*SET TASKS*.
a - According to the abstract on laser parallel processing of two-dimensional codes, how much more efficient was parallel processing than single-beam processing?
b - Rewrite the records below with every "for instance" swapped for "for example", keeping all else the same. Leave the pictures out of your answer.

*SELECTED EXTRACT*.
+---+

Zhai Z S, Liu C L, Li M Y, et al. Experimental research on laser parallel processing of two-dimensional codes[J]. Opto-Electron Eng, 2021, 48(10): 210293. doi: 10.12086/oee.2021.210293

Experimental research on laser parallel processing of two-dimensional codes

Hubei Key Laboratory of Modern Manufacturing Quantity Engineering, School of Mechanical Engineering, Hubei University of Technology, Wuhan, Hubei 430068, China

Fund Project: National Natural Science Foundation of China (32071457)

More Information

Corresponding author: Zhai Zhongsheng,zs.zhai@hbut.edu.cn

Received Date 09 September 2021

Revised Date 27 October 2021

Published Date 15 October 2021

Abstract

Abstract

Aiming at the problem that most of the output energy of laser single-beam processing of two-dimensional codes is wasted and the processing efficiency is low, this paper adopts a multi-beam parallel processing method to improve the processing efficiency. The simulation studies the effect of the QR code processing filling rate, and contrast on recognition rate, and recognition time, and obtains a QR code recognizable range. Then use the femtosecond laser based on the parallel processing technology of the spatial light modulator to conduct experiments, and analyze the contrast and processing fill rate of the experimental results. The analysis results show that within the range of the QR code reading evaluation standard, the greater the processing filling rate is, the lower the recognition rate and the longer the recognition time are; similarly, the lower the contrast is, the lower the recognition rate and the longer the recognition time are. At the same time, experiments were performed on the single-beam laser processing of two-dimensional codes. The comparison of processing time and other parameters of the parallel processing and single-beam processing was analyzed, and the efficiency of the parallel processing was about 10 times higher than that of the single-beam processing.

+---+

*SUPPLIED MATERIAL*.

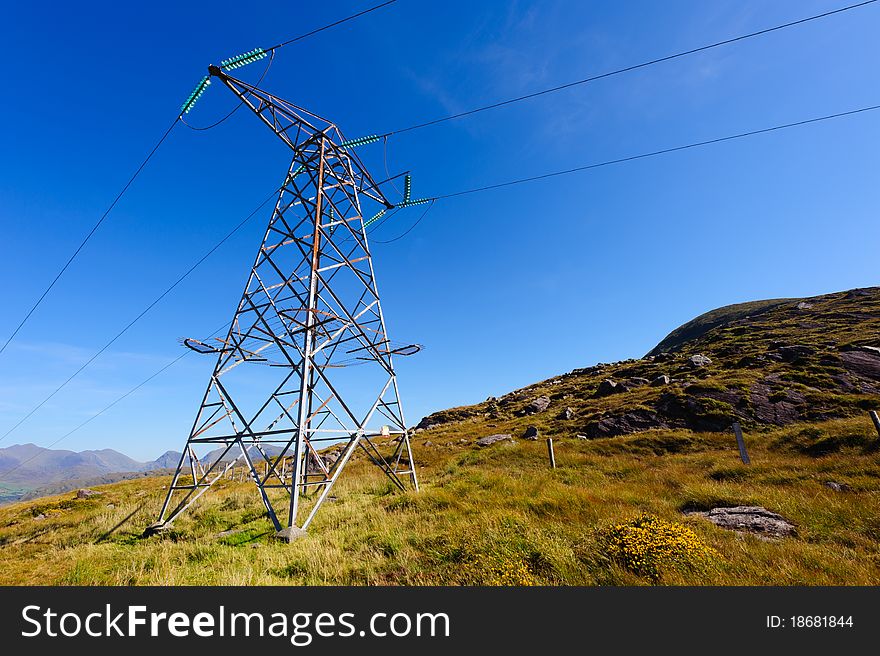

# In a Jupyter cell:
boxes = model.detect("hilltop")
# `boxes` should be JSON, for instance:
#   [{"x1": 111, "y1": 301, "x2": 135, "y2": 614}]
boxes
[
  {"x1": 0, "y1": 443, "x2": 180, "y2": 503},
  {"x1": 0, "y1": 288, "x2": 880, "y2": 585},
  {"x1": 418, "y1": 287, "x2": 880, "y2": 438}
]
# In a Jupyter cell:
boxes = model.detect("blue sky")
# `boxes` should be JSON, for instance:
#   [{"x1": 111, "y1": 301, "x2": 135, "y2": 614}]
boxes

+---+

*ANSWERS TO THE EXERCISE*.
a - Parallel processing was about 10 times more efficient than single-beam processing.

b -
# In a Jupyter cell:
boxes = model.detect("hilltop")
# `boxes` should be JSON, for example:
#   [{"x1": 111, "y1": 301, "x2": 135, "y2": 614}]
boxes
[
  {"x1": 0, "y1": 443, "x2": 180, "y2": 503},
  {"x1": 0, "y1": 288, "x2": 880, "y2": 585},
  {"x1": 418, "y1": 287, "x2": 880, "y2": 438}
]
# In a Jupyter cell:
boxes = model.detect("blue sky")
# `boxes` should be JSON, for example:
#   [{"x1": 111, "y1": 301, "x2": 135, "y2": 614}]
boxes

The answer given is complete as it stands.